>> Begin DATA PROVIDED

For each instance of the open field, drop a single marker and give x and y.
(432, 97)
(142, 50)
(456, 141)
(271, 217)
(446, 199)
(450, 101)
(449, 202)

>> End DATA PROVIDED

● TASK DESCRIPTION:
Repeat back the data above, exact to the last character.

● EXERCISE SOLUTION:
For each instance of the open field, drop a single marker and give x and y.
(432, 97)
(142, 50)
(456, 141)
(271, 217)
(446, 199)
(450, 101)
(449, 202)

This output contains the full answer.